▶ _Excerpts from a dataset on pointing at objects_:

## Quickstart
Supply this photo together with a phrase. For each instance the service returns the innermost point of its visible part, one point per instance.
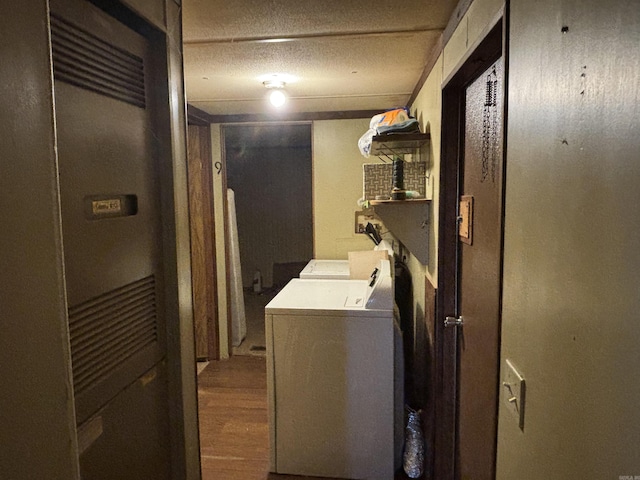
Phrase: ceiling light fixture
(277, 96)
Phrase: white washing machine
(330, 377)
(336, 269)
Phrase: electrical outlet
(513, 392)
(364, 217)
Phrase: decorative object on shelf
(398, 191)
(377, 180)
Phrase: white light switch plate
(513, 392)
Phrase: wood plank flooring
(234, 431)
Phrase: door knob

▶ _Written exercise_: Copy all of the records above word for word, but leave out the pictures.

▶ _The reply_:
## Quickstart
Supply this photo together with a phrase. For each instance the service returns the innermost point of its visible part, one point per instance.
Phrase: ceiling light fixture
(277, 96)
Phrase: white washing machine
(330, 377)
(336, 269)
Phrase: electrical outlet
(513, 392)
(364, 217)
Phrase: decorative object on shelf
(398, 191)
(377, 180)
Phrase: white light switch plate
(513, 392)
Phrase: wood plank flooring
(234, 431)
Phrase: door knob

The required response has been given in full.